= Beginning of Section =

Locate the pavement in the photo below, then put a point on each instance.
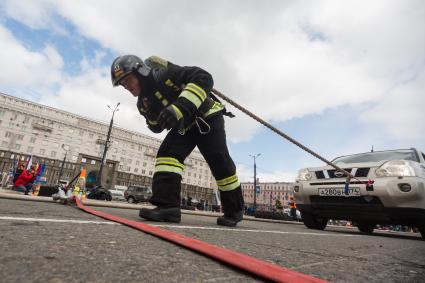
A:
(10, 194)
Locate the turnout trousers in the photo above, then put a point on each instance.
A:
(169, 165)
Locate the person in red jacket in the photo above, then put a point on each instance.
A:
(24, 182)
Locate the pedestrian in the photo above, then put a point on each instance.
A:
(18, 172)
(293, 208)
(25, 181)
(179, 99)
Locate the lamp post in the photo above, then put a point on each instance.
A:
(66, 148)
(99, 179)
(255, 180)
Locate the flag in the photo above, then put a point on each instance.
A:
(40, 172)
(29, 163)
(15, 166)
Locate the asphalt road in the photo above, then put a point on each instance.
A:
(50, 242)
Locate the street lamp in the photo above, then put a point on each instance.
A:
(66, 148)
(255, 180)
(99, 179)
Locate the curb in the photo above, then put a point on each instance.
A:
(98, 203)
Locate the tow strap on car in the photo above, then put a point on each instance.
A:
(241, 261)
(282, 134)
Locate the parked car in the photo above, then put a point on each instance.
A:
(287, 212)
(397, 195)
(136, 194)
(98, 193)
(117, 194)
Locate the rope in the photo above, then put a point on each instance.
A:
(257, 267)
(282, 134)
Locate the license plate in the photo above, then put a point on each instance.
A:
(339, 192)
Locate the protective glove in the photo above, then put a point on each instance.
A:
(169, 117)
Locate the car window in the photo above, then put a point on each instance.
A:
(377, 156)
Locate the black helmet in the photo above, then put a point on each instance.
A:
(124, 65)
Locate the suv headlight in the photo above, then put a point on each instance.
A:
(304, 175)
(395, 168)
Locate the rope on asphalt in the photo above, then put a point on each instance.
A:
(241, 261)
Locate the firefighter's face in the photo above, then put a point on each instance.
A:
(131, 83)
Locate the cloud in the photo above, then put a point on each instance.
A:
(27, 69)
(246, 174)
(282, 60)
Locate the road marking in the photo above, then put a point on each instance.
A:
(56, 220)
(173, 226)
(255, 231)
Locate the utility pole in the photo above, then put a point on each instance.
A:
(255, 180)
(99, 179)
(66, 148)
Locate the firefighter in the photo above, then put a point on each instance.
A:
(293, 208)
(178, 99)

= End of Section =

TASK DIRECTIONS
Please write out only the material above, exactly, from its first line through the line that contains "Locate the rope in", and include no pictures.

EXERCISE SOLUTION
Locate the pavement in the photo below, then put a point on each instance.
A:
(10, 194)
Locate the turnout trousers in the photo above, then put a point on each instance.
A:
(169, 165)
Locate the person in red jacket in the photo above, then put a point on each instance.
A:
(24, 182)
Locate the pedestrian in the photo above, then put a point on each instance.
A:
(18, 172)
(293, 208)
(25, 181)
(179, 99)
Locate the lamp post in the photo above, then put a point on each instance.
A:
(66, 148)
(99, 179)
(255, 180)
Locate the flag in the photo above, then put a point on each instance.
A:
(40, 172)
(29, 163)
(15, 166)
Locate the asphalt road in the photo above, then put a point on each instance.
A:
(50, 242)
Locate the street lamp in the photo above, then put a point on each instance.
A:
(66, 148)
(255, 180)
(99, 179)
Locate the curb in the photo above, then put a point on each instance.
A:
(98, 203)
Locate the tow strap on car in the photo above, then put a point on each instance.
A:
(241, 261)
(282, 134)
Locate the parked car in the photo above, then put a point on each instance.
A:
(287, 212)
(397, 195)
(136, 194)
(98, 193)
(117, 194)
Locate the rope in the photo above, then put a point on each instance.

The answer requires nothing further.